_Tekst źródłowy_
Autyzm to zaburzenie neurorozwojowe. Ponieważ zaburzenia autystyczne mogą mieć różne symptomy używa się określenia „spektrum zaburzeń autystycznych” (z ang. Autism Spectrum Disorder – ASD). Cztery razy częściej występuje u chłopców niż u dziewczynek. Cechą charakterystyczną tego zaburzenia jest to, że do pewnego momentu nie daje żadnych istotnych objawów – wszystko wskazuje na to, że dziecko rozwija się prawidłowo. Zmiana następuje najczęściej między 18. a 48. miesiącem życia. W pierwszym okresie rozwoju zaburzenie dotyczy głównie nieprawidłowości w rozwoju odbierania i przetwarzania bodźców sensorycznych. Przejawia się to m.in.:
- problemami w nawiązywaniu kontaktu wzrokowego,
- braku lub osłabieniu reakcji na bodźce dźwiękowe, zwłaszcza na wołanie po imieniu,
- może także występować nadwrażliwość na dotyk, światło, dźwięki.
Działacze tzw. ruchów antyszczepionkowych często twierdzą, że autyzm może być efektem powikłań po szczepionce przeciw odrze, śwince i różyczce (MMR). Tej teorii wielokrotnie zaprzeczali m.in. eksperci Narodowego Instytutu Zdrowia Publicznego – Państwowego Zakładu Higieny, którzy wskazywali, że liczne badania naukowe nie wykazały żadnego związku przyczynowo-skutkowego pomiędzy autyzmem a szczepionką MMR.

_Polecenia do ćwiczeń_
- A) Streść tekst o autyzmie w dwóch zdaniach.
- B) Odpowiedz na podstawie tekstu o autyzmie na poniższe pytania.
(i) Ile razy częściej autyzm występuje u chłopców niż u dziewczynek?
(ii) Na jaki bodziec dźwiękowy w szczególności może występować brak lub osłabienie reakcji?
(iii) Przeciw jakim chorobom jest szczepionka MMR?
- C) Przepisz z tekstu o autyzmie fragment od słów „Autyzm to zaburzenie” aż do słów „dotyk, światło, dźwięki.” włącznie.
Wpisy nie są potrzebne do wykonania żadnego z zadań.

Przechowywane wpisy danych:

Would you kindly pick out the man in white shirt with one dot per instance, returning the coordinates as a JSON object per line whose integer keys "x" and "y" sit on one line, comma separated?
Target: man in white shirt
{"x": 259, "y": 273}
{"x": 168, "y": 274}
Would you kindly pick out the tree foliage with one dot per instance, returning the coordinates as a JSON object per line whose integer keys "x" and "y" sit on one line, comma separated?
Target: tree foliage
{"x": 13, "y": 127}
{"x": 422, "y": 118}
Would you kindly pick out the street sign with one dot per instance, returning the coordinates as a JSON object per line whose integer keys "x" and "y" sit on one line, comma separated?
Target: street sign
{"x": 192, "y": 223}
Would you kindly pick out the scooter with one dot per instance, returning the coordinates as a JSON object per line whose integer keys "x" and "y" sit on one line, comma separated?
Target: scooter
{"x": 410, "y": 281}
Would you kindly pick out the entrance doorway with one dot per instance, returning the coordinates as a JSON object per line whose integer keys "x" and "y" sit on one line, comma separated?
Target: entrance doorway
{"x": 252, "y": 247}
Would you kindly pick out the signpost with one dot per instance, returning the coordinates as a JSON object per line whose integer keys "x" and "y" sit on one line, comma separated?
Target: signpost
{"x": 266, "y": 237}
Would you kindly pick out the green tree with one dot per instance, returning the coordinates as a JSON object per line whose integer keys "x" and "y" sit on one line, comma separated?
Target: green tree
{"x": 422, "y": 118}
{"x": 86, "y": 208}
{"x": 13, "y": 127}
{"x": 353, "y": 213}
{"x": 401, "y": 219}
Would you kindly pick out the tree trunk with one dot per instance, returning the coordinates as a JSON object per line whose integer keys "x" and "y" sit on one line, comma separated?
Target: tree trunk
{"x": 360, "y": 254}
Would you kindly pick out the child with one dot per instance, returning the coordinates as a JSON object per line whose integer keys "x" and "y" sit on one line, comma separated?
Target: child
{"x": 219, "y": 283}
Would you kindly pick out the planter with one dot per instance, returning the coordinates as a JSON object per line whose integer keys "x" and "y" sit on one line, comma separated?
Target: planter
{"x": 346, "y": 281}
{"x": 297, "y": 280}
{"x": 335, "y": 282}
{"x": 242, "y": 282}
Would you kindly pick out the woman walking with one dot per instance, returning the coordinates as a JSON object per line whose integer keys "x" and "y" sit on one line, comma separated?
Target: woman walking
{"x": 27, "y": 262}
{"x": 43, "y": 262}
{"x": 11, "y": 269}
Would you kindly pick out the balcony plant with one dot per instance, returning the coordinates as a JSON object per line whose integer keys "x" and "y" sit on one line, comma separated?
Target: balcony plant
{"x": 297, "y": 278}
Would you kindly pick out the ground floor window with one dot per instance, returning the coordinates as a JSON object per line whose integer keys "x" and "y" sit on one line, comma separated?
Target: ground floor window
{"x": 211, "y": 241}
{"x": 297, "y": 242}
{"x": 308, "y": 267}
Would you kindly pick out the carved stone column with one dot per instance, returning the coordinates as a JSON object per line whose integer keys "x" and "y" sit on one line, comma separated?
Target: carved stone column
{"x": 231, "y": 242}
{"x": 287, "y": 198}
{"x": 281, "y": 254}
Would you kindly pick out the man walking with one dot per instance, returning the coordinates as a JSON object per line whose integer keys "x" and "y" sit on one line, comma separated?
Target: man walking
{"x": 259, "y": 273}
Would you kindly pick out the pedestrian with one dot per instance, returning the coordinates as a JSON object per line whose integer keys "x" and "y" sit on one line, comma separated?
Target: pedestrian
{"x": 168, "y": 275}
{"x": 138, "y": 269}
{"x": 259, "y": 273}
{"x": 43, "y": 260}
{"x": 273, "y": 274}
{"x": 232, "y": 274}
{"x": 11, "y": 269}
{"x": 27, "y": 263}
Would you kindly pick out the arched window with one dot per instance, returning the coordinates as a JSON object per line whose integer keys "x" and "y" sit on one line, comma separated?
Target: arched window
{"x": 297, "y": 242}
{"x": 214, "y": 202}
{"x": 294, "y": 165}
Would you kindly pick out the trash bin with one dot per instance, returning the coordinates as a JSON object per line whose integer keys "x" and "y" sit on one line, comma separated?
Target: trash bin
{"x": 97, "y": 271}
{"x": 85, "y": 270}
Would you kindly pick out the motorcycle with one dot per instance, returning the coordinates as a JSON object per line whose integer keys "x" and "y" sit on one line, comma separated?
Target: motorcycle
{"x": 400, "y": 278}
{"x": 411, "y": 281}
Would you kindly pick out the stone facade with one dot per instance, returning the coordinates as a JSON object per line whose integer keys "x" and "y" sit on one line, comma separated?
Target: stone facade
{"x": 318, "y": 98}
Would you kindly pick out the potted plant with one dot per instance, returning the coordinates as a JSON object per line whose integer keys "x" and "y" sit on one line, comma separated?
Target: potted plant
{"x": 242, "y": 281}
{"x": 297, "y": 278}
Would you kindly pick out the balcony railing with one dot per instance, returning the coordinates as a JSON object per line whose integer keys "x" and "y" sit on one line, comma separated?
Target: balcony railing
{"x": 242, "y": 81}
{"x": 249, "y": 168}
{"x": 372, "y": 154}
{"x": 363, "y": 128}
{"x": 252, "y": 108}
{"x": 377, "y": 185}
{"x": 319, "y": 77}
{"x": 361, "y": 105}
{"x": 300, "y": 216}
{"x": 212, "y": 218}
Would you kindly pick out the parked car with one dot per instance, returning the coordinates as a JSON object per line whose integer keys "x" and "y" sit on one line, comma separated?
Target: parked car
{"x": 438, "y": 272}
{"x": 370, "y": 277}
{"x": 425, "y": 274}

_Lista odpowiedzi_
- A) Autyzm to zaburzenie neurorozwojowe, które cztery razy częściej występuje u chłopców niż u dziewczynek, a zmiana w rozwoju następuje najczęściej między 18. a 48. miesiącem życia i początkowo dotyczy głównie nieprawidłowości w odbieraniu i przetwarzaniu bodźców sensorycznych. Eksperci Narodowego Instytutu Zdrowia Publicznego – Państwowego Zakładu Higieny wielokrotnie zaprzeczali teorii o związku autyzmu ze szczepionką MMR, wskazując, że liczne badania naukowe nie wykazały takiego związku przyczynowo-skutkowego.

- B)
(i) Cztery razy częściej.
(ii) Na wołanie po imieniu.
(iii) Przeciw odrze, śwince i różyczce.

- C)
Autyzm to zaburzenie neurorozwojowe. Ponieważ zaburzenia autystyczne mogą mieć różne symptomy używa się określenia „spektrum zaburzeń autystycznych” (z ang. Autism Spectrum Disorder – ASD). Cztery razy częściej występuje u chłopców niż u dziewczynek. Cechą charakterystyczną tego zaburzenia jest to, że do pewnego momentu nie daje żadnych istotnych objawów – wszystko wskazuje na to, że dziecko rozwija się prawidłowo. Zmiana następuje najczęściej między 18. a 48. miesiącem życia. W pierwszym okresie rozwoju zaburzenie dotyczy głównie nieprawidłowości w rozwoju odbierania i przetwarzania bodźców sensorycznych. Przejawia się to m.in.:
- problemami w nawiązywaniu kontaktu wzrokowego,
- braku lub osłabieniu reakcji na bodźce dźwiękowe, zwłaszcza na wołanie po imieniu,
- może także występować nadwrażliwość na dotyk, światło, dźwięki.